Supplied passage >>
----------------------------------------

Description of image

Imperial-College 2024

This part is designed by Team Imperial_College in iGEM 2024. As part of their VLP design (BBa_K5416060)

This basic part is a variant of HRT2trunc (BBa_K5416000), and codes for a truncated version of HRT2 rubber synthase enzyme (BBa_K1088016). Comparing to HRT2trunc, the His-tag has been replaced with a P22 scaffold protein (BBa_K3187021) to mediate binding towards the inner surface of P22 bacterial phage virus-like-particle (VLP).
Please be advised this part works the best as a composite part: BBa_K5416062

We have shown this part to have the following functions:

  • Produces Rubber in small quantity
  • Interacts with P22 VLP capsid to be encapsulated

Design

We designed HRT2-SP based on the structural information of HRT2trunc, which is also engineered in this project. This enzyme, in short, contains the major catalytic unit of the rubber synthase HRT2 for rubber production, whereas the dimerizing helice has been replaced with a scaffold protein to allow integration into a VLP [1][2]. This process of protein engineering is carried out in silico through using advanced modeling methods, in which is documented with great detail in here.

Fig 1: An illustration of how this part is designed

The diagram above annotated the domains of this part in different colors: Major catalytic unit (green) and scaffold protein (yellow), wHihc has been identified from the Alphafold2-predicted structure after analysing in Pymol [3]. We then asked if this folded structure would be able to interact with the capsid protein of P22 VLP, for which the SP domain is aligned and compared with a known structure where the SP binds to the P22 capsid [4][5].

Fig 2: HRT2-SP binds to the inner surface of P22 through structural alignment with a known P22-SP complexed structure.

The alignment result shows very high similarity of the SP domain of the HRT2-SP (pink) with the known structure(light blue). And thus in dry lab it is evidenced that the protein protein interaction of this fusion protein exists with the P22 capsid.

Characterization

We have characterized this part in its composite form BBa_K5416060

Expression

Fig 3: SDSPAGE analysis result of IPTG-induced E. coli cell (BL21(DE3)) transformed with this part and expressing P22 at the same time. Cells are induced and cultured 16hr at 25C. From left to right: lane L: Transgen 10-180kDa protein marker; lane 1: cell pellet after lysed with BugBuster with 0.2mg/ml lysozyme for 30min at room temperature; lane 2: lysate supernatant centrifuged at 3k rpm for 10min; lane 3: lysate supernatant centrifuged at 12k rpm for 10min; lane 4: cells sampled directly from the culture media; lane 5: 0.45um PDMV-filtered lysate (after centrifuged at 3k rpm); lane 6: first wash (with PBS) after protein loaded to Ni-NTA columns; lane 7: second wash (PBS with 2mM imidazole) of the Ni-NTA column; lane 8: 5ul of 20x concentrated elute (200mM imidazole); lane 9: 80x concentrated lysate supernatant, 5ul. All lanes except lanes 8 and 9 were loaded with 10ul of samples. The P22 capsid protein around 46kDa and HRT2trunc protein around 25kDa were identified with red arrows in the gel.

----------------------------------------

Information shown >>
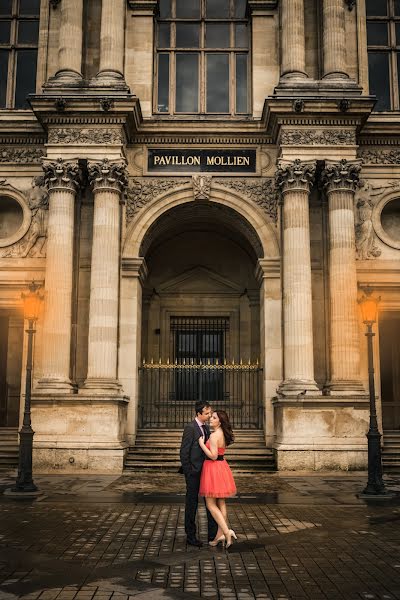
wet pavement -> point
(300, 536)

----------------------------------------

Tasks to complete >>
• 1. Reproduce the HRT2-SP part description word for word, from "Please be advised" to "detail in here.".
• 2. Answer these questions from the HRT2-SP part description:
(a) Compared with HRT2trunc, what replaced the His-tag in this part?
(b) In the Fig 1 diagram, what color marks the major catalytic unit?
(c) For the gel in Fig 3, how long and at what temperature were the induced cells cultured?
The material isn't needed here.

Expected responses >>
• 1.
Please be advised this part works the best as a composite part: BBa_K5416062

We have shown this part to have the following functions:

  • Produces Rubber in small quantity
  • Interacts with P22 VLP capsid to be encapsulated

Design

We designed HRT2-SP based on the structural information of HRT2trunc, which is also engineered in this project. This enzyme, in short, contains the major catalytic unit of the rubber synthase HRT2 for rubber production, whereas the dimerizing helice has been replaced with a scaffold protein to allow integration into a VLP [1][2]. This process of protein engineering is carried out in silico through using advanced modeling methods, in which is documented with great detail in here.

• 2.
(a) A P22 scaffold protein (BBa_K3187021).
(b) Green.
(c) 16 hours at 25C.